Document text START

Monday, March 15, 2010

"We are the leaders we've been waiting for" -WLC 2010

I attended a conference of diva hotseaters late last week. If there is any reason to re-awaken the potential we all know that we have lurking inside us, then the best way to go about it is to surround yourself with women who challenge themselves everyday, women who break with regulatory myths, women who trample unsavoury stereotypes; yes, women who change the world, one day at a time.

The Women's Leadership Conference convened at the Sunnyside Park Hotel in Johannesburg on 11-12 March 2010. As luck would have it, traffic into Johannesburg was reduced to a mere crawl thanks to a truck having exploded near the Atterbury exit into Pretoria and traffic was rerouted around nearby cities rather than over and through them. I was on my way into the mega-city having been out of town for the wedding festivities of a friend. It turned out to be a rather testy welcome into Gauteng, if you take into account that losing your cool is not the greatest show of survival of the fittest in a city that collides with the shortness of time and has to digest a population of feisty beings intent on making a corporate killing rather than just surviving on a daily basis. Those below the breadline are a mere mirage, an invisible fringe for the most part. A fantastical media report or two at the most. Such is the plight of the rainbow nation governed by the most TENDER-hearted of statesmen.

Document text END

**What to do**: Keep writing the blog post about the Women's Leadership Conference, picking up right after its last sentence.

Recorded information START

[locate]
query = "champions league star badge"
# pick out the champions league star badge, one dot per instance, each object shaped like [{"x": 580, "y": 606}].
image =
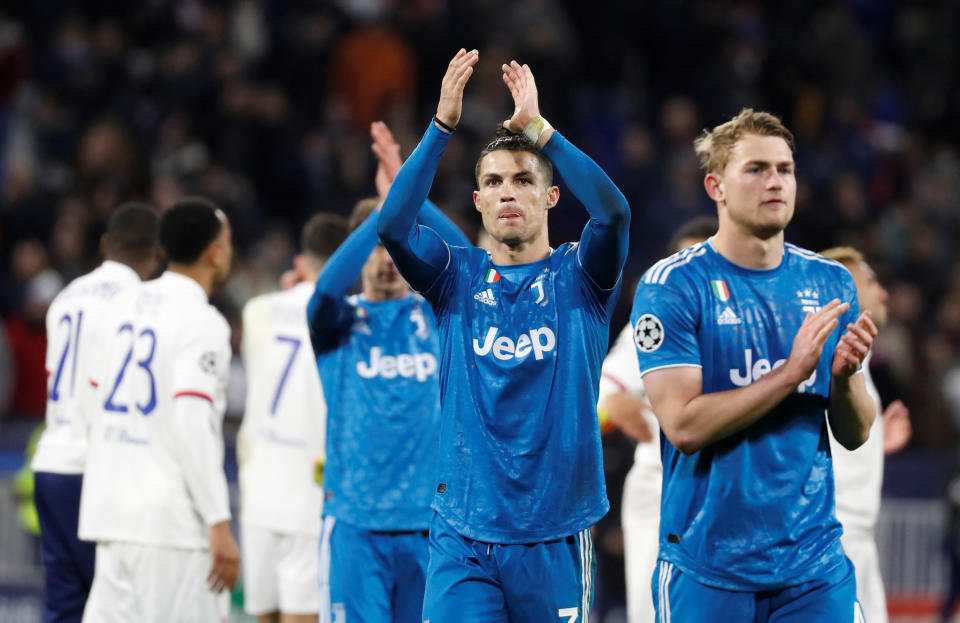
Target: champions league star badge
[
  {"x": 648, "y": 333},
  {"x": 208, "y": 362}
]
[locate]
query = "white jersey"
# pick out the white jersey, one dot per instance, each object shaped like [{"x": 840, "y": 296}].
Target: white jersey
[
  {"x": 283, "y": 429},
  {"x": 155, "y": 467},
  {"x": 858, "y": 474},
  {"x": 621, "y": 373},
  {"x": 74, "y": 334}
]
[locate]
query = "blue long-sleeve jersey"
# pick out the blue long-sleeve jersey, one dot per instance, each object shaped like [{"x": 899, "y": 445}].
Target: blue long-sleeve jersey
[
  {"x": 378, "y": 365},
  {"x": 753, "y": 511},
  {"x": 522, "y": 345}
]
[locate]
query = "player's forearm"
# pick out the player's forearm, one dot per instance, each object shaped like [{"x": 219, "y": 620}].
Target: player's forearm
[
  {"x": 398, "y": 217},
  {"x": 709, "y": 418},
  {"x": 432, "y": 217},
  {"x": 604, "y": 243},
  {"x": 419, "y": 252},
  {"x": 200, "y": 455},
  {"x": 851, "y": 411}
]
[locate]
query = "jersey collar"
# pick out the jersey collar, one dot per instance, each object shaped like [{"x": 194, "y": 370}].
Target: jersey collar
[{"x": 186, "y": 284}]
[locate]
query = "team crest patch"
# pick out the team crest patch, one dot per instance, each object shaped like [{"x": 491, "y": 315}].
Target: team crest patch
[
  {"x": 648, "y": 333},
  {"x": 208, "y": 362}
]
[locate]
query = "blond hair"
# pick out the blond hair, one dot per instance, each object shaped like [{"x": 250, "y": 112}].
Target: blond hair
[
  {"x": 713, "y": 147},
  {"x": 844, "y": 255}
]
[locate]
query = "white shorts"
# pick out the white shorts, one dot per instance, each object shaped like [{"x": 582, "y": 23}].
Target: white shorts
[
  {"x": 280, "y": 572},
  {"x": 640, "y": 522},
  {"x": 137, "y": 583},
  {"x": 861, "y": 549}
]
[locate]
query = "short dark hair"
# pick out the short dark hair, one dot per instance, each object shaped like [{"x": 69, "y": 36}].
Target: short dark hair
[
  {"x": 188, "y": 228},
  {"x": 322, "y": 234},
  {"x": 700, "y": 227},
  {"x": 361, "y": 211},
  {"x": 132, "y": 232},
  {"x": 505, "y": 140}
]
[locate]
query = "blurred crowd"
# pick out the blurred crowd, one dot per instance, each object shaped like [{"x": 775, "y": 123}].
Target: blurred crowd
[{"x": 265, "y": 106}]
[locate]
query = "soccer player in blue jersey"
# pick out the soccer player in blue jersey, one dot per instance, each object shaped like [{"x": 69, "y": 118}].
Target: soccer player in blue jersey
[
  {"x": 377, "y": 354},
  {"x": 745, "y": 342},
  {"x": 523, "y": 330}
]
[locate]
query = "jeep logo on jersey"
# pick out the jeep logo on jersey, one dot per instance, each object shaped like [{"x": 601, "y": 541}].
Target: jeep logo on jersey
[
  {"x": 420, "y": 365},
  {"x": 538, "y": 341},
  {"x": 754, "y": 370}
]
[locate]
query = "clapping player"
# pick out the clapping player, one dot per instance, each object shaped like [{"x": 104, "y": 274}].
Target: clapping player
[{"x": 523, "y": 331}]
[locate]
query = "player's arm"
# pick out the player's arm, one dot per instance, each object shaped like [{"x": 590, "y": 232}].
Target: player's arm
[
  {"x": 852, "y": 408},
  {"x": 327, "y": 311},
  {"x": 419, "y": 253},
  {"x": 604, "y": 243},
  {"x": 200, "y": 364},
  {"x": 622, "y": 397},
  {"x": 387, "y": 151},
  {"x": 692, "y": 420}
]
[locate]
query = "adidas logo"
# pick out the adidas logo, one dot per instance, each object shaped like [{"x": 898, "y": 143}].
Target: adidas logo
[
  {"x": 486, "y": 297},
  {"x": 727, "y": 316}
]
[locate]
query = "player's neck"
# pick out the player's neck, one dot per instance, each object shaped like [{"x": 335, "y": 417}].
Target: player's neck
[
  {"x": 748, "y": 251},
  {"x": 200, "y": 274},
  {"x": 504, "y": 254},
  {"x": 375, "y": 295}
]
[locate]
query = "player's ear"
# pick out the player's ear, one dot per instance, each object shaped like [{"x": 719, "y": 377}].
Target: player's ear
[
  {"x": 714, "y": 187},
  {"x": 553, "y": 196}
]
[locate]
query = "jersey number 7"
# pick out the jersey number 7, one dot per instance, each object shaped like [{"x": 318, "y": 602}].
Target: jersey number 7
[{"x": 295, "y": 346}]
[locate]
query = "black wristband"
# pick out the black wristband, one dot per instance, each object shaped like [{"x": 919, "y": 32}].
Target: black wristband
[{"x": 443, "y": 125}]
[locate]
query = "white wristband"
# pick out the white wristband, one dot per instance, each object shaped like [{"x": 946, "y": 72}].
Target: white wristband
[{"x": 535, "y": 129}]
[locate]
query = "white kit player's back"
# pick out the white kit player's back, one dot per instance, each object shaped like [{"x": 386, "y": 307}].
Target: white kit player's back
[
  {"x": 283, "y": 430},
  {"x": 163, "y": 342}
]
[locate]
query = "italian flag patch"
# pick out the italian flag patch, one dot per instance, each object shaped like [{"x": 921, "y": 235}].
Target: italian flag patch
[{"x": 720, "y": 290}]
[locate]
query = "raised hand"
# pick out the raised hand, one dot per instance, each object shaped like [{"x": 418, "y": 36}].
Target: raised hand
[
  {"x": 451, "y": 89},
  {"x": 853, "y": 347},
  {"x": 808, "y": 343},
  {"x": 523, "y": 88},
  {"x": 897, "y": 429},
  {"x": 387, "y": 151}
]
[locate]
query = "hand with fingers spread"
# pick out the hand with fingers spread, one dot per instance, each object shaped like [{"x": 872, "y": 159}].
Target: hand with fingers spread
[
  {"x": 451, "y": 89},
  {"x": 897, "y": 429},
  {"x": 523, "y": 88},
  {"x": 225, "y": 558},
  {"x": 387, "y": 151},
  {"x": 809, "y": 341},
  {"x": 853, "y": 347}
]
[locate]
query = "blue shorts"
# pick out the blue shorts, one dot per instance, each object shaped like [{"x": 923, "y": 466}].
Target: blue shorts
[
  {"x": 371, "y": 576},
  {"x": 677, "y": 597},
  {"x": 548, "y": 582},
  {"x": 68, "y": 562}
]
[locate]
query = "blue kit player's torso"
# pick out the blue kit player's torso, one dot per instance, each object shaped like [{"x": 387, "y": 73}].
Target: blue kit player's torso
[
  {"x": 520, "y": 457},
  {"x": 754, "y": 511},
  {"x": 380, "y": 383}
]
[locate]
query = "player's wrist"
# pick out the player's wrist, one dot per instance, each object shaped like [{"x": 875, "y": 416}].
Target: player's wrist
[
  {"x": 444, "y": 126},
  {"x": 536, "y": 129}
]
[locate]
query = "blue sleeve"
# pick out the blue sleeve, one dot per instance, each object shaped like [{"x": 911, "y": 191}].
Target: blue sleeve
[
  {"x": 327, "y": 311},
  {"x": 431, "y": 216},
  {"x": 664, "y": 320},
  {"x": 419, "y": 252},
  {"x": 605, "y": 239}
]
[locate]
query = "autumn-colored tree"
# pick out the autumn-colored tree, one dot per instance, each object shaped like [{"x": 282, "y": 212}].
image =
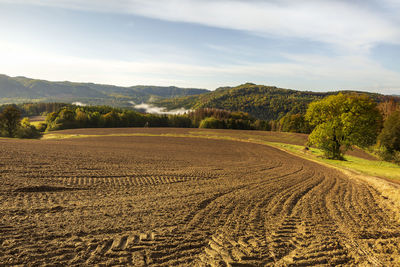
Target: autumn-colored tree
[
  {"x": 342, "y": 121},
  {"x": 10, "y": 119},
  {"x": 390, "y": 135},
  {"x": 388, "y": 107}
]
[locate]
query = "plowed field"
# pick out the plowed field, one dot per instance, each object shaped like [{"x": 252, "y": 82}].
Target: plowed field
[{"x": 184, "y": 201}]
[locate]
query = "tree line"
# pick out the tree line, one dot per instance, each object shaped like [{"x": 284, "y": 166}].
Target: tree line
[
  {"x": 11, "y": 124},
  {"x": 93, "y": 117},
  {"x": 335, "y": 123}
]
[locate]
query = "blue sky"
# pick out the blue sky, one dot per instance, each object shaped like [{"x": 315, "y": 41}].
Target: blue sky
[{"x": 315, "y": 45}]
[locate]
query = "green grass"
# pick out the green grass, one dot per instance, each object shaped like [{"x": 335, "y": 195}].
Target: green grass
[
  {"x": 363, "y": 166},
  {"x": 368, "y": 167}
]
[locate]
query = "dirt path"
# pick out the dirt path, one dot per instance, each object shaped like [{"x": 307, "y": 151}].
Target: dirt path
[{"x": 184, "y": 201}]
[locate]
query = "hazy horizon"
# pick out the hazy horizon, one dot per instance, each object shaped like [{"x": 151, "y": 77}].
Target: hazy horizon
[{"x": 313, "y": 45}]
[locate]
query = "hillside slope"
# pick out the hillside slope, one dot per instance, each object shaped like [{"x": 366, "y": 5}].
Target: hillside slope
[
  {"x": 22, "y": 89},
  {"x": 263, "y": 102}
]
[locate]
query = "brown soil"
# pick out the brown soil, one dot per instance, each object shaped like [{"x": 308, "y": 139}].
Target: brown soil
[
  {"x": 184, "y": 201},
  {"x": 280, "y": 137}
]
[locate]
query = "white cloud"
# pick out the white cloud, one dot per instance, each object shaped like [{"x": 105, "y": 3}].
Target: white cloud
[
  {"x": 342, "y": 23},
  {"x": 302, "y": 71}
]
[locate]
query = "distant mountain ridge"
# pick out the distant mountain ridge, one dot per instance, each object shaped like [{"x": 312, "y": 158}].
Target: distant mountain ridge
[
  {"x": 22, "y": 89},
  {"x": 260, "y": 101}
]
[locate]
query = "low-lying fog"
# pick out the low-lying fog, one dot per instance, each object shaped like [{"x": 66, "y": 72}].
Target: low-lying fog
[{"x": 149, "y": 108}]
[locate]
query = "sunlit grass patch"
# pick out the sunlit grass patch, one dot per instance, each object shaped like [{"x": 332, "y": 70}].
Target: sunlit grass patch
[{"x": 364, "y": 166}]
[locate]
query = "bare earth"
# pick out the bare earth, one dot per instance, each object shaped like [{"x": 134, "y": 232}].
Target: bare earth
[{"x": 184, "y": 201}]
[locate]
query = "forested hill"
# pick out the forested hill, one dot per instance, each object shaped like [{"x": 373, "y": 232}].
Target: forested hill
[
  {"x": 21, "y": 89},
  {"x": 262, "y": 102}
]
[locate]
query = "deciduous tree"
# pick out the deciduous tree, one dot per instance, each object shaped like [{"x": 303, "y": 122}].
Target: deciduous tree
[
  {"x": 10, "y": 119},
  {"x": 342, "y": 121}
]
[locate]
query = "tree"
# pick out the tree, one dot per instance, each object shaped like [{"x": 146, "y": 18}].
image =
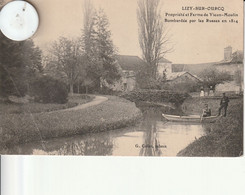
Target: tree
[
  {"x": 20, "y": 62},
  {"x": 65, "y": 61},
  {"x": 212, "y": 77},
  {"x": 98, "y": 46},
  {"x": 153, "y": 36}
]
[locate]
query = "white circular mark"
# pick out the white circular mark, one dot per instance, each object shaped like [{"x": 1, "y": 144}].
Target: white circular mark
[{"x": 18, "y": 20}]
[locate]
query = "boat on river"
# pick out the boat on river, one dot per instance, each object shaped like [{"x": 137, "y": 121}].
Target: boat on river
[{"x": 191, "y": 118}]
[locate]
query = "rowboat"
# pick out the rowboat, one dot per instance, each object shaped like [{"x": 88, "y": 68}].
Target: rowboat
[{"x": 190, "y": 118}]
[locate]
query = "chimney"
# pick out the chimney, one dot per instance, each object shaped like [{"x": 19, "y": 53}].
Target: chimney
[{"x": 228, "y": 53}]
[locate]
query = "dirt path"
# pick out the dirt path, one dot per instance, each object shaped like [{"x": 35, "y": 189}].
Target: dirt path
[{"x": 97, "y": 100}]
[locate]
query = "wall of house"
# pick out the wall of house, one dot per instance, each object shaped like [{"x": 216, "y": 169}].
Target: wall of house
[
  {"x": 164, "y": 67},
  {"x": 185, "y": 78},
  {"x": 126, "y": 83},
  {"x": 231, "y": 68},
  {"x": 228, "y": 87}
]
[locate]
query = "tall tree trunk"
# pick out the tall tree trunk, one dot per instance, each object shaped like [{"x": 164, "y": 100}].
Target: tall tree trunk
[
  {"x": 71, "y": 88},
  {"x": 86, "y": 89}
]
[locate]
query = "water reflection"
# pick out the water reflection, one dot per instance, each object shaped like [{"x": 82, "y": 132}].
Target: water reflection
[{"x": 152, "y": 137}]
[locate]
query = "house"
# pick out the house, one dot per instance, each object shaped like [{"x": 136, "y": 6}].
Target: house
[
  {"x": 165, "y": 68},
  {"x": 129, "y": 66}
]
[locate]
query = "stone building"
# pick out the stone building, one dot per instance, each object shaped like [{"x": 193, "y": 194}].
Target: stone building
[
  {"x": 129, "y": 66},
  {"x": 164, "y": 67}
]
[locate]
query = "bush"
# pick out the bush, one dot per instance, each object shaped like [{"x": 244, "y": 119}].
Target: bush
[
  {"x": 186, "y": 87},
  {"x": 46, "y": 89},
  {"x": 156, "y": 96}
]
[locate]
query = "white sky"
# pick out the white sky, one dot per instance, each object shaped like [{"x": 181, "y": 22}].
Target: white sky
[{"x": 193, "y": 43}]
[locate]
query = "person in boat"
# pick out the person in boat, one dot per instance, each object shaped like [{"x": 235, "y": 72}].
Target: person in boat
[
  {"x": 224, "y": 104},
  {"x": 206, "y": 111}
]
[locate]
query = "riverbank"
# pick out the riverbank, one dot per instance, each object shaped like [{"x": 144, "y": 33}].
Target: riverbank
[
  {"x": 224, "y": 137},
  {"x": 112, "y": 114},
  {"x": 34, "y": 107}
]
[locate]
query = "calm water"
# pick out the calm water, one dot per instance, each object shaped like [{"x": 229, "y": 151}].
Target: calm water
[{"x": 152, "y": 137}]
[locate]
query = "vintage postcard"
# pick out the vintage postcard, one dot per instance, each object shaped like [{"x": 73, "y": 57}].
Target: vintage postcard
[{"x": 125, "y": 78}]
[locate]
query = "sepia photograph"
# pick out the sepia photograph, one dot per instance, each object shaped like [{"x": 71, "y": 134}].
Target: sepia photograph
[{"x": 125, "y": 78}]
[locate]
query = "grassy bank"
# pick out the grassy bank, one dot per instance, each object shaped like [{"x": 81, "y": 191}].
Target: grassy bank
[
  {"x": 34, "y": 107},
  {"x": 224, "y": 137},
  {"x": 112, "y": 114}
]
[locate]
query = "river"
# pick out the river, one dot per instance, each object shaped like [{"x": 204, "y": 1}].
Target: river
[{"x": 153, "y": 136}]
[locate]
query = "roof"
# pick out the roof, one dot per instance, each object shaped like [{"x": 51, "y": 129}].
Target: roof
[
  {"x": 130, "y": 62},
  {"x": 164, "y": 60},
  {"x": 237, "y": 57},
  {"x": 175, "y": 75}
]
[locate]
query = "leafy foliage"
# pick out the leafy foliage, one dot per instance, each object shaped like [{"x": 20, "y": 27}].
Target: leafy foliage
[
  {"x": 156, "y": 96},
  {"x": 49, "y": 90},
  {"x": 99, "y": 49},
  {"x": 20, "y": 62},
  {"x": 65, "y": 61},
  {"x": 117, "y": 113},
  {"x": 153, "y": 36}
]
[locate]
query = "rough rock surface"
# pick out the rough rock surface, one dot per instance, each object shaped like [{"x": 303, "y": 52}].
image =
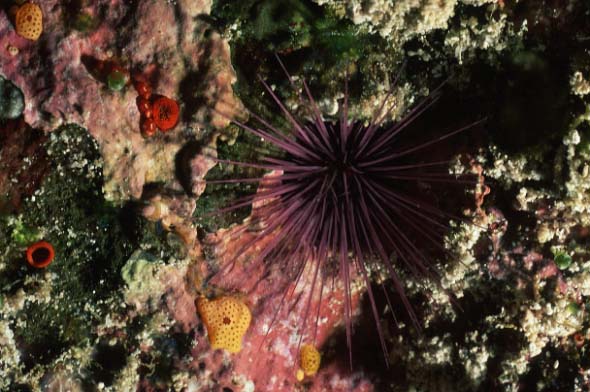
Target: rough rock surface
[{"x": 160, "y": 41}]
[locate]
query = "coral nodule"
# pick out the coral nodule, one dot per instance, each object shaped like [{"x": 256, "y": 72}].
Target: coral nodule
[
  {"x": 40, "y": 254},
  {"x": 348, "y": 198},
  {"x": 227, "y": 319}
]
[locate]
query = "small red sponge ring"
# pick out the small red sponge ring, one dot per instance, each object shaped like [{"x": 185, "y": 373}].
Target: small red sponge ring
[
  {"x": 40, "y": 254},
  {"x": 165, "y": 113}
]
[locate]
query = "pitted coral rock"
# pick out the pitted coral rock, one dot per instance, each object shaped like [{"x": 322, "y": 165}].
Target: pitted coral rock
[
  {"x": 227, "y": 319},
  {"x": 310, "y": 359},
  {"x": 29, "y": 21}
]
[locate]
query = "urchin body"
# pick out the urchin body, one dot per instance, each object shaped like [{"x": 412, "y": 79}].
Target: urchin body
[{"x": 338, "y": 196}]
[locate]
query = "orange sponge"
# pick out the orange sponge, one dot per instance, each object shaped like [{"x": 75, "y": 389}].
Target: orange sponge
[
  {"x": 310, "y": 359},
  {"x": 226, "y": 319},
  {"x": 29, "y": 21}
]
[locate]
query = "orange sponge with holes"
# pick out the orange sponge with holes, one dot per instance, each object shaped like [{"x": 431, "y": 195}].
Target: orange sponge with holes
[
  {"x": 29, "y": 21},
  {"x": 226, "y": 319},
  {"x": 310, "y": 359}
]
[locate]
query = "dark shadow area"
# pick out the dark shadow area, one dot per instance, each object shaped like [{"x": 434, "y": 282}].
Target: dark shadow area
[{"x": 107, "y": 362}]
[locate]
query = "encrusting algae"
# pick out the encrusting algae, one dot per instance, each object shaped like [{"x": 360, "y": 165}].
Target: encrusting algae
[{"x": 227, "y": 319}]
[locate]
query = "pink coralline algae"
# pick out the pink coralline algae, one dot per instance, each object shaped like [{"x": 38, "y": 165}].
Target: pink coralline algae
[{"x": 168, "y": 58}]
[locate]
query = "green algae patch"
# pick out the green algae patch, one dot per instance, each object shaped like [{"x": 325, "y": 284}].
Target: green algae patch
[{"x": 59, "y": 306}]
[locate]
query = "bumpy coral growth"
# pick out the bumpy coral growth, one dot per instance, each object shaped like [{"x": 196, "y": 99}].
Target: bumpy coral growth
[
  {"x": 226, "y": 320},
  {"x": 29, "y": 21},
  {"x": 310, "y": 359}
]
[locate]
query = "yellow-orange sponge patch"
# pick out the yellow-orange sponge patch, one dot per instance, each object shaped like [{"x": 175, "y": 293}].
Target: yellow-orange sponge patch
[
  {"x": 226, "y": 319},
  {"x": 310, "y": 359},
  {"x": 29, "y": 21}
]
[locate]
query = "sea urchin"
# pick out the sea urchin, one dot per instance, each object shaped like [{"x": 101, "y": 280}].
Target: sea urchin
[{"x": 338, "y": 196}]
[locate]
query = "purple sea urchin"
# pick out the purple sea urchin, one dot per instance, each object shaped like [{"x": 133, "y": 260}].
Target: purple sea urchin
[{"x": 343, "y": 194}]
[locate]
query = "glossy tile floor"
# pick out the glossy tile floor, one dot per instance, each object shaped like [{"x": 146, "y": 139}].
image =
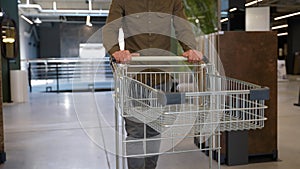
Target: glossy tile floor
[{"x": 61, "y": 131}]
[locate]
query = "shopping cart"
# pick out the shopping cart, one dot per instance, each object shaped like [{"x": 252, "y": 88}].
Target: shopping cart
[{"x": 181, "y": 102}]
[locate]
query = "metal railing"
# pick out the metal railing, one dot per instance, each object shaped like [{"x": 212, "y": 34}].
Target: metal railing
[{"x": 70, "y": 72}]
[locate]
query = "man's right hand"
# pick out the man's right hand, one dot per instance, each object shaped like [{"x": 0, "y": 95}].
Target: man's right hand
[{"x": 122, "y": 56}]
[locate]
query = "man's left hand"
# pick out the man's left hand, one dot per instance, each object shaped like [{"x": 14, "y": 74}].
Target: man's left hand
[{"x": 193, "y": 55}]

Recorded information END

**Task response**:
Time is money and tangents are costly. So where was I?
Aah. And so it came to pass that I was invited to join this gregarious bunch of divas in this neatly carved space for dialogue in Parktown.
I missed Debora Patta's talk but heard snippets for the length of the conference; she being of South Africa's more outspoken, daring media personalities and unsurprisingly Vodacom's Media Woman of the Year for 2009.
Kristine Pearson envisages a world of 'Women Lighting-up Africa'. She is CEO of the Freeplay Foundation based in the UK, US and SA. Noble cause indeed. And much to be made of the impressive vastness of her not-for-profit international organisation and its intent to more than create awareness of the devil of parafin usage in rural Africa and its insistence on gobbling up unsuspecting children in the impending darkness. She lobbys for clean and renewable energy, lighting and job creation for rural women in Africa.
Day 1's workshop was run by Philipa Namutebi Kabali-Kagwa: The Art of Telling Your Story. A powerful orator, Philipa held the audience in a trance of sorts as she went about her talented renderings and interactive sharings.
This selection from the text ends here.